[start Supplied entries]

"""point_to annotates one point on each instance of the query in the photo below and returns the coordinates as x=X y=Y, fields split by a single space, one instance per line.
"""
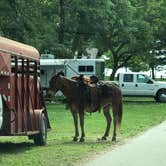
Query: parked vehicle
x=138 y=84
x=22 y=108
x=71 y=67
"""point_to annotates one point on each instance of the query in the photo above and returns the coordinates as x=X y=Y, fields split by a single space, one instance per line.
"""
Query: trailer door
x=1 y=116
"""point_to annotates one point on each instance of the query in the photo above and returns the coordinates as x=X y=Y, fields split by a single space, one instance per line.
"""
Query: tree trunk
x=62 y=22
x=112 y=76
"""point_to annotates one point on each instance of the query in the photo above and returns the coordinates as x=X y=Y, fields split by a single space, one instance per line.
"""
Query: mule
x=89 y=98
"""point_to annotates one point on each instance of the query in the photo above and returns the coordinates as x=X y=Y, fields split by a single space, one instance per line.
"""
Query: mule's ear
x=61 y=73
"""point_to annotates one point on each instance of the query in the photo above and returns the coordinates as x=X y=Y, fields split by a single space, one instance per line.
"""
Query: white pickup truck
x=137 y=84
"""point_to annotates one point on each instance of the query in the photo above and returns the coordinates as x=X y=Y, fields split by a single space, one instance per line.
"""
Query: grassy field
x=138 y=116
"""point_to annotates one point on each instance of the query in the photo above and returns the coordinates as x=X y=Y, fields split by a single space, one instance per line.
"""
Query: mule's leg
x=109 y=119
x=81 y=115
x=115 y=118
x=75 y=118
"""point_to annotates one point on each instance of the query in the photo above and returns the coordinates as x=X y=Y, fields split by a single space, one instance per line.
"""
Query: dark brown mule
x=82 y=97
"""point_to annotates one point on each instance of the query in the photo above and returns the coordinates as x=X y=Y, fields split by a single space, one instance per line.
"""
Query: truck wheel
x=161 y=96
x=41 y=138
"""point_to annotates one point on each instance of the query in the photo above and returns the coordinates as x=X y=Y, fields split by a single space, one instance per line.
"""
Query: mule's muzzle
x=49 y=93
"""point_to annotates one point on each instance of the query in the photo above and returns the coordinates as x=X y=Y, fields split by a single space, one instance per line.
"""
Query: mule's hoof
x=114 y=139
x=75 y=139
x=82 y=139
x=103 y=138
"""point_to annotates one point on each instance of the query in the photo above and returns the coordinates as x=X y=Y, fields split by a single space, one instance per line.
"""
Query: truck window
x=128 y=78
x=141 y=78
x=88 y=68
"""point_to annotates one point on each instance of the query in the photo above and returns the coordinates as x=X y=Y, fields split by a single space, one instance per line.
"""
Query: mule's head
x=55 y=84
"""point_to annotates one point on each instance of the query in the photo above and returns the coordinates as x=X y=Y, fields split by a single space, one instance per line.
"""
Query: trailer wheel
x=161 y=96
x=41 y=138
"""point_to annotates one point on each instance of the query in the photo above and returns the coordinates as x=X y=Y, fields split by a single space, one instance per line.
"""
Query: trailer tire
x=41 y=138
x=161 y=96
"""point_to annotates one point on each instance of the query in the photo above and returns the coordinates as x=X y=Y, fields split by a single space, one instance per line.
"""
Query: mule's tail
x=120 y=113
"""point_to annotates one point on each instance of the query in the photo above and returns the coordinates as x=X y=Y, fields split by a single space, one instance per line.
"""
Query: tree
x=124 y=34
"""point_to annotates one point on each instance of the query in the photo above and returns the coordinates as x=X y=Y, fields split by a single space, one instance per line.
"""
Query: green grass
x=138 y=116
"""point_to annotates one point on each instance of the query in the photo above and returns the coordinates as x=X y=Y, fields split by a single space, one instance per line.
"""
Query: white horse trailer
x=71 y=67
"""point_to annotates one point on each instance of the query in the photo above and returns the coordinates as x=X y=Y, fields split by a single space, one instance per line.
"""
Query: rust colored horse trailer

[end Supplied entries]

» **Task brief**: Quote each entry above verbatim and drop the pictures.

» **Solution below**:
"""point_to annotates one point on each instance of the query in the photo below and returns the coordinates as x=X y=Y, fields split by a single space, one instance per line.
"""
Query: parked vehicle
x=138 y=84
x=22 y=108
x=71 y=67
"""point_to annotates one point on each instance of the query in the photo above and returns the coordinates as x=X y=Y, fields split by a single space, one instance per line.
"""
Query: trailer door
x=1 y=116
"""point_to annotates one point on each instance of the query in the photo above and returns the coordinates as x=X y=Y, fields split by a single space, one instance per line.
"""
Query: tree trunk
x=62 y=22
x=112 y=76
"""point_to annotates one point on each instance of the query in the photo above and returns the coordinates as x=X y=Y, fields split by a single space, one instance per line.
"""
Query: mule
x=89 y=98
"""point_to annotates one point on each instance of the query in the photo above and returns the coordinates as x=X y=Y, fields split by a single space, one instance per line.
"""
Query: mule's ear
x=61 y=73
"""point_to annotates one point on each instance of the query in the photo above and returns the coordinates as x=X y=Y, fields split by a single space, one instance per line.
"""
Query: white pickup truck
x=137 y=84
"""point_to annotates one point on each instance of the query in the photo above and returns the coordinates as x=X y=Y, fields split by a single space, one instance per line.
"""
Query: grassy field
x=138 y=116
"""point_to annotates one point on each instance of the query in the photo above and returns the coordinates as x=X y=Y, fields split by a single space, one instance per line.
"""
Query: mule's leg
x=109 y=119
x=81 y=115
x=115 y=118
x=75 y=118
"""point_to annotates one point on each instance of the query in the photo above and returns the coordinates as x=X y=Y, fields split by a single space, one instance per line.
"""
Query: dark brown mule
x=82 y=97
"""point_to annotates one point on each instance of the query in the photo above and returns the coordinates as x=X y=Y, fields split by a single space, one instance per line.
"""
Query: truck wheel
x=161 y=96
x=41 y=138
"""point_to annotates one point on each instance of the query in the photo above and returns the coordinates as x=X y=Y, fields split by a single space, one instance per line.
"""
Query: mule's muzzle
x=49 y=93
"""point_to annotates one point on each instance of the query in the photo above and returns the coordinates as x=X y=Y, fields split by a single space, one instance per line.
"""
Query: mule's hoof
x=114 y=139
x=75 y=139
x=82 y=139
x=103 y=138
"""point_to annotates one point on each instance of the query in the photo above and returns the coordinates as x=X y=Y, fields split by a single space, one instance per line.
"""
Query: truck window
x=128 y=78
x=141 y=78
x=88 y=68
"""point_to annotates one point on each instance of the query in the photo above and returns the coordinates as x=X y=Y, fields split by a single space, one instance per line.
"""
Query: mule's head
x=55 y=84
"""point_to annotates one point on each instance of the query in the photo above and returns the coordinates as x=X y=Y, fields split by a single space, one instance per line.
"""
Query: trailer wheel
x=161 y=96
x=41 y=138
"""point_to annotates one point on each instance of the query in the photo above and returns the coordinates as x=X y=Y, fields split by a single space, one instance per line.
"""
Query: trailer tire
x=41 y=138
x=161 y=96
"""point_to annotates one point on each instance of the query in the photo above and returns the coordinates as x=X y=Y, fields split by a single space, one instance per line.
"""
Query: mule's tail
x=120 y=113
"""point_to annotates one point on each instance of the query in the photo above and returns the coordinates as x=X y=Y, fields split by a single space, one instance per line.
"""
Query: tree
x=124 y=34
"""point_to annotates one point on each instance of the query in the photo above and returns the coordinates as x=X y=Y, fields split by a single space, one instance per line.
"""
Query: green grass
x=138 y=116
"""point_to annotates one point on each instance of the query in the photo above and returns the coordinates as x=X y=Y, fields split by a single space, one instance per line.
"""
Query: white horse trailer
x=71 y=67
"""point_to annotates one point on each instance of the query in the photo above and returns the coordinates as x=X y=Y, fields split by a single space, one instance per line.
"""
Query: rust colored horse trailer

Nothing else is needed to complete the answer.